[Records for processing Boundary: Start]

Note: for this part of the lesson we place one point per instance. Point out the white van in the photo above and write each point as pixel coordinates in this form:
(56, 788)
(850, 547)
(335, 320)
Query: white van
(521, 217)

[Records for processing Boundary: End]

The problem:
The records above must be repeated exactly, every one of them.

Answer section:
Note: for this part of the lesson we place one point per instance. Point out the white van in the photo above and write each point as pixel coordinates in this form:
(56, 788)
(850, 547)
(335, 320)
Query: white van
(521, 217)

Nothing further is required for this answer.